◆ To-do list ◆
- a) Alter the passage on the Justice Department's meetings with the press so that "abettor" reads "accomplice", and give everything from "All this follows" down to "a government official.".
- b) According to the passage on the Justice Department's meetings with the press, who will attend on behalf of the AP if the meeting is on the record?
-- START OF Source passage --
What lies beneath the surface, however, is a striking example of how subservient the overall Washington press corps has become in the face of unchecked government authority to grant itself massing spying capabilities while stifling the flow of information it deems threatening to its power.

Earlier this week, the DOJ said it would hold private meetings with media outlets so that Holder could explain some of the department's guidelines for subpoenas of reporters and targeting of government officials who may be leaking information.

All this follows outrage and controversy following revelations that Holder's DOJ had been secretly tracking journalists at the Associated Press and even labeled a Fox News journalist as a possible "abettor" to a crime for simply seeking information from a government official.

Among those saying they will not attend the meetings are the Associated Press and the New York Times.

"The fact that Holder feels comfortable requesting this without any sense of irony reveals how he understands the role and function of the press corps vis-a-vis political officials." –Glenn Greenwald

"We believe the meeting should be on the record and we have said that to the Attorney General’s office. If it is on the record, AP Executive Editor Kathleen Carroll will attend. If it is not on the record, AP will not attend and instead will offer our views on how the regulations should be updated in an open letter," AP spokesperson Erin Madigan said in a statement sent to Politico. "We would expect AP attorneys to be included in any planned meetings between the Attorney General’s office and media lawyers on the legal specifics."
-- END OF Source passage --
-- START OF Recorded data --
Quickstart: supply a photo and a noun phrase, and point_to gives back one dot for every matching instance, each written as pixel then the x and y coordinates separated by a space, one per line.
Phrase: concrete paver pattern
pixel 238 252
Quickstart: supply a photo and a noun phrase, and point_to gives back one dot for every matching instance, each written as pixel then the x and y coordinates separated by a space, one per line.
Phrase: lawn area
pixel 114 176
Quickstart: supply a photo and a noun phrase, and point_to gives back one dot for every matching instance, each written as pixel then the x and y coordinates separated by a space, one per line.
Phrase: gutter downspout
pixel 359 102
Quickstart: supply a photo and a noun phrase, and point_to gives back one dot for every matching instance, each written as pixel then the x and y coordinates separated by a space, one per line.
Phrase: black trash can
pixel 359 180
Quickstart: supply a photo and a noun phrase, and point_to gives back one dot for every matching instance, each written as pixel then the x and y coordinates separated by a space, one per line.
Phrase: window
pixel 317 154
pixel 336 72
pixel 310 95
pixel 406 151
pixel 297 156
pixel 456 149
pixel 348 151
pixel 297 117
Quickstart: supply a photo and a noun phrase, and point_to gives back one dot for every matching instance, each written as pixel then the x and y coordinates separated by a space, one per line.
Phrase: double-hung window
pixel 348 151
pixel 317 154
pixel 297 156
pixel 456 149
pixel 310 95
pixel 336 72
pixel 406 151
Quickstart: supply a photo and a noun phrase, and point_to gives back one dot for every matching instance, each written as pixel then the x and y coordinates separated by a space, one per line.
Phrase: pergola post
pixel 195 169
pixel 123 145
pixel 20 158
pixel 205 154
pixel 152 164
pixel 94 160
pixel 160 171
-- END OF Recorded data --
◆ Per-task outputs ◆
- a)
All this follows outrage and controversy following revelations that Holder's DOJ had been secretly tracking journalists at the Associated Press and even labeled a Fox News journalist as a possible "accomplice" to a crime for simply seeking information from a government official.

- b) AP Executive Editor Kathleen Carroll.